Parts of the exercise
A. Duplicate the following part of the Fisher exact test passage below, starting with "The calculated odds" and going on through "ratio, use scipy.stats.contingency.odds_ratio.".
B. According to the Fisher exact test passage below, what kind of maximum likelihood estimate does the R function fisher.test use for the odds ratio?
C. Decide whether each statement agrees with the Fisher exact test passage below. Answer yes or no for each, and quote the deciding words. (i) For alternative='greater', the p-value equals the survival function of the distribution at x = 5. (ii) This implementation returns the conditional maximum likelihood estimate of the odds ratio. (iii) The referenced book by Fisher is dated 1935.

Document section
The one-sided p-value for alternative='greater' is the probability that a random table has x >= a, which in our example is x >= 6, or 0.0816 + 0.00466 ~= 0.08626:

>>> res = fisher_exact(table, alternative='greater')
>>> res.pvalue
0.08624708624708627

This is equivalent to computing the survival function of the distribution at x = 5 (one less than x from the input table, because we want to include the probability of x = 6 in the sum):

>>> hypergeom.sf(5, M, n, N)
0.08624708624708627

For alternative='less', the one-sided p-value is the probability that a random table has x <= a, (i.e. x <= 6 in our example), or 0.0163 + 0.163 + 0.408 + 0.326 + 0.0816 ~= 0.9949:

>>> res = fisher_exact(table, alternative='less')
>>> res.pvalue
0.9953379953379957

This is equivalent to computing the cumulative distribution function of the distribution at x = 6:

>>> hypergeom.cdf(6, M, n, N)
0.9953379953379957

Odds ratio

The calculated odds ratio is different from the value computed by the R function fisher.test. This implementation returns the “sample” or “unconditional” maximum likelihood estimate, while fisher.test in R uses the conditional maximum likelihood estimate. To compute the conditional maximum likelihood estimate of the odds ratio, use scipy.stats.contingency.odds_ratio.

References

[1]

Fisher, Sir Ronald A, “The Design of Experiments: Mathematics of a Lady Tasting Tea.” ISBN 978-0-486-41151-4, 1935.

Provided data
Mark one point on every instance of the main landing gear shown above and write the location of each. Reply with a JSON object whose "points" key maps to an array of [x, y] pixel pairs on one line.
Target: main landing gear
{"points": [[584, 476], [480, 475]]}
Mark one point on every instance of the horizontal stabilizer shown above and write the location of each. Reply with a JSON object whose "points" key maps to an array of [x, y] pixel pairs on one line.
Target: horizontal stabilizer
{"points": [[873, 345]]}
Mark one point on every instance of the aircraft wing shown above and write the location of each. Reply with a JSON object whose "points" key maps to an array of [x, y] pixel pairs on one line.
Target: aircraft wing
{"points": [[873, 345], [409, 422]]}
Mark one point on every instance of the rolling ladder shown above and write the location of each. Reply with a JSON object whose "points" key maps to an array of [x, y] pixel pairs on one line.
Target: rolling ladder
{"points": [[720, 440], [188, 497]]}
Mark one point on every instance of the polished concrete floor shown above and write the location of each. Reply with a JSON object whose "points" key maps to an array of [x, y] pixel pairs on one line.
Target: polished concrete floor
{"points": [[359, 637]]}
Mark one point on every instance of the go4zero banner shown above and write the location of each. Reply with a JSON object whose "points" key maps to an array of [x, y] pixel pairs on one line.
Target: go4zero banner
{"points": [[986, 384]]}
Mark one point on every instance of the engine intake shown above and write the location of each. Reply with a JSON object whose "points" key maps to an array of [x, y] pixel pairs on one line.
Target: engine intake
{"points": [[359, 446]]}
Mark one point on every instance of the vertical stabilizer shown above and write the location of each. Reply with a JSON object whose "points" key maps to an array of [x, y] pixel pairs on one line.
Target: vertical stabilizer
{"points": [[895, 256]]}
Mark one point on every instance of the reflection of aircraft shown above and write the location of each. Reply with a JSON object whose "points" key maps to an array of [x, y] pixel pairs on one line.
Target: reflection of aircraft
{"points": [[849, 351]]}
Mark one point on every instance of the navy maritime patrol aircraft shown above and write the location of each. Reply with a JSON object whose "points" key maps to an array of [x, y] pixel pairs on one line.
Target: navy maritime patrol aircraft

Problem solutions
A.
The calculated odds ratio is different from the value computed by the R function fisher.test. This implementation returns the “sample” or “unconditional” maximum likelihood estimate, while fisher.test in R uses the conditional maximum likelihood estimate. To compute the conditional maximum likelihood estimate of the odds ratio, use scipy.stats.contingency.odds_ratio.

B. The conditional maximum likelihood estimate.

C.
(i) Yes: "This is equivalent to computing the survival function of the distribution at x = 5"
(ii) No: "This implementation returns the “sample” or “unconditional” maximum likelihood estimate"
(iii) Yes: "ISBN 978-0-486-41151-4, 1935."